● **DO THIS**
Copy the material from the line containing "Where in the photo above do you see the white wide-brimmed" through the line containing "[459,216,501,264]", swapping "desert tree" for "acacia tree" and leaving everything else as it is.

-- ENTRIES PROVIDED start --

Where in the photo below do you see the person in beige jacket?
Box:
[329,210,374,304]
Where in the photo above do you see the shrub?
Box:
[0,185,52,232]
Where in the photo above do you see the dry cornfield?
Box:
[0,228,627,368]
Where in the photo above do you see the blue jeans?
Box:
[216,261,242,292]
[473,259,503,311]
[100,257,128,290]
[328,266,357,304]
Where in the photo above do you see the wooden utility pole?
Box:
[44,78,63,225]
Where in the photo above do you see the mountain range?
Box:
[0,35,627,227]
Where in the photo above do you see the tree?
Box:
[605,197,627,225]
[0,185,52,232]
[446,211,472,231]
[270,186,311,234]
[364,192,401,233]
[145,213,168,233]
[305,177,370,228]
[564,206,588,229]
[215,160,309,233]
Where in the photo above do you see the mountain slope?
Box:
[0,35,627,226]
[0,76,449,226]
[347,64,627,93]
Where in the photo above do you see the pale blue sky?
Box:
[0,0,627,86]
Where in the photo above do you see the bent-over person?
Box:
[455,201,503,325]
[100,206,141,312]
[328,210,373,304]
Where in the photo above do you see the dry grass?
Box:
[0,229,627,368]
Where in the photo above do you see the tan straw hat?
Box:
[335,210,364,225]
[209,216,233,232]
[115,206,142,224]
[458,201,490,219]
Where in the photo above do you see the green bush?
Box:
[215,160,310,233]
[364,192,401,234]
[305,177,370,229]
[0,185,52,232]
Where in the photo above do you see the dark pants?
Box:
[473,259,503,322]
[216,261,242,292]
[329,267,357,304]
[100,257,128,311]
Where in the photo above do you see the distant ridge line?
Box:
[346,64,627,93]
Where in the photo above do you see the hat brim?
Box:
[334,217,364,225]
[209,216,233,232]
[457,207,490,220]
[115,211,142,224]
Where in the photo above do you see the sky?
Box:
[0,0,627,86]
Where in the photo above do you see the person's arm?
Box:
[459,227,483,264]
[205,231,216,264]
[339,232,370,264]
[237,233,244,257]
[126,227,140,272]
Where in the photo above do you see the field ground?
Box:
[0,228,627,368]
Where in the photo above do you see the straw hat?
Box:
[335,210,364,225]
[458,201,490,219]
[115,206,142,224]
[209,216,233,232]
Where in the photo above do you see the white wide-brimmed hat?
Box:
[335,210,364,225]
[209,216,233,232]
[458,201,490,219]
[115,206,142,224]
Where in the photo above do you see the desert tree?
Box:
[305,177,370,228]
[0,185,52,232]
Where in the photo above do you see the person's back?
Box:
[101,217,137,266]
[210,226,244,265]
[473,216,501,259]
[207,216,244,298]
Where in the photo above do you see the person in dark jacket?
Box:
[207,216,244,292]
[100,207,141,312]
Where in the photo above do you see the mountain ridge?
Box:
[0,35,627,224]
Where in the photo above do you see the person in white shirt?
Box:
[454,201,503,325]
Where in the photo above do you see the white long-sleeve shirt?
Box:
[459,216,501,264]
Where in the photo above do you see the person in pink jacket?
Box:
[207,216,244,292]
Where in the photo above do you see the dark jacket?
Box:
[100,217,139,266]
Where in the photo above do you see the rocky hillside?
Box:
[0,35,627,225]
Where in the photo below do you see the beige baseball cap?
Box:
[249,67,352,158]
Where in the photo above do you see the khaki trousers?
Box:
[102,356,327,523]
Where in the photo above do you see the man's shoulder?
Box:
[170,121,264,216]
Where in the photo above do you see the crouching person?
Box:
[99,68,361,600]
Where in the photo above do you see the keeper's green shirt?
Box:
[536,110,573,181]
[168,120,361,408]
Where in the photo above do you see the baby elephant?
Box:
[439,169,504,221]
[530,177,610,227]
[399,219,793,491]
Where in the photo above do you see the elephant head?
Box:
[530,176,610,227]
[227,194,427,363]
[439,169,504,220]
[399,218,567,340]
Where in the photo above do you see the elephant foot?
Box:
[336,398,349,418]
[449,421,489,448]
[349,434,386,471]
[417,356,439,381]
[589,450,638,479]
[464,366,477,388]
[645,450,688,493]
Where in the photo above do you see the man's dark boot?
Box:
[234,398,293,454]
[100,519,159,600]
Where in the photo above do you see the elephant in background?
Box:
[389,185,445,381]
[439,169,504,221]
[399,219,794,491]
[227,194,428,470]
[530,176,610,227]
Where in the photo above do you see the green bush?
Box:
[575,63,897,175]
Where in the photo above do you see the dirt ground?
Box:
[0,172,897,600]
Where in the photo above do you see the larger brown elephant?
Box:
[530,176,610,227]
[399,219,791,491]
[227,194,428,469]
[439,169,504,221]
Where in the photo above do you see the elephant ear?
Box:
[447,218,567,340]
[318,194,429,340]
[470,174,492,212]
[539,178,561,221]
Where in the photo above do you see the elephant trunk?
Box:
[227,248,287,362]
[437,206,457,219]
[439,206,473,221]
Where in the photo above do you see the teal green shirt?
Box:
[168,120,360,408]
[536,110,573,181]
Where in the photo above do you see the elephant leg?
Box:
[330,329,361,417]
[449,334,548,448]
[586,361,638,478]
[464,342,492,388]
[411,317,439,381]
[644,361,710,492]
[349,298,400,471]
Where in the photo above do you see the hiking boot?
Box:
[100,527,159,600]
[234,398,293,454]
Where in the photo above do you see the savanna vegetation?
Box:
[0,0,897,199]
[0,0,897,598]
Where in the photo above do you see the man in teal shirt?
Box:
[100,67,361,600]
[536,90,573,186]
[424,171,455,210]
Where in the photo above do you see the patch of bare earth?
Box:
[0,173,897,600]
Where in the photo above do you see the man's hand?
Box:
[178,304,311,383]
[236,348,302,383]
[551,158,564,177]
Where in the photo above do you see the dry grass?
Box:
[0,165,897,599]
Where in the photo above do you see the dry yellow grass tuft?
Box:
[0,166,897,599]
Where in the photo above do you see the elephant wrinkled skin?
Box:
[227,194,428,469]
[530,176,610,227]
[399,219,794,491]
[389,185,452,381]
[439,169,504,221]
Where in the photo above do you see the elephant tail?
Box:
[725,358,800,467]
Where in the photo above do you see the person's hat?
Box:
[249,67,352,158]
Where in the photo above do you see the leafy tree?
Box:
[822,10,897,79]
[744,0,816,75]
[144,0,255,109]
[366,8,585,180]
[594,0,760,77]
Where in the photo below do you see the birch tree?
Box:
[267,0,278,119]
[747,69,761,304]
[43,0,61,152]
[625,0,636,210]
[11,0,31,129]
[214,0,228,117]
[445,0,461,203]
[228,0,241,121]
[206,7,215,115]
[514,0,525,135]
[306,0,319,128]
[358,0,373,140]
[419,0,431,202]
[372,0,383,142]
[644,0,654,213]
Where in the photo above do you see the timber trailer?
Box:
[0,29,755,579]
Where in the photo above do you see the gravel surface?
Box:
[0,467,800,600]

-- ENTRIES PROVIDED end --

● **EXPECTED ANSWER**
Where in the photo above do you see the white wide-brimmed hat?
Box:
[335,210,364,225]
[209,216,233,232]
[458,201,490,219]
[115,206,142,224]
Where in the photo above do you see the acacia tree?
Box:
[305,177,370,228]
[0,185,52,232]
Where in the photo above do you see the person's back?
Box:
[101,217,137,266]
[210,226,244,265]
[473,216,501,259]
[207,216,244,298]
Where in the photo above do you see the person in dark jacket?
Box:
[207,216,244,292]
[100,207,141,312]
Where in the photo above do you see the mountain ridge?
Box:
[0,35,627,224]
Where in the photo above do you see the person in white shirt?
Box:
[454,201,503,325]
Where in the photo above do you see the white long-sleeve shirt?
Box:
[459,216,501,264]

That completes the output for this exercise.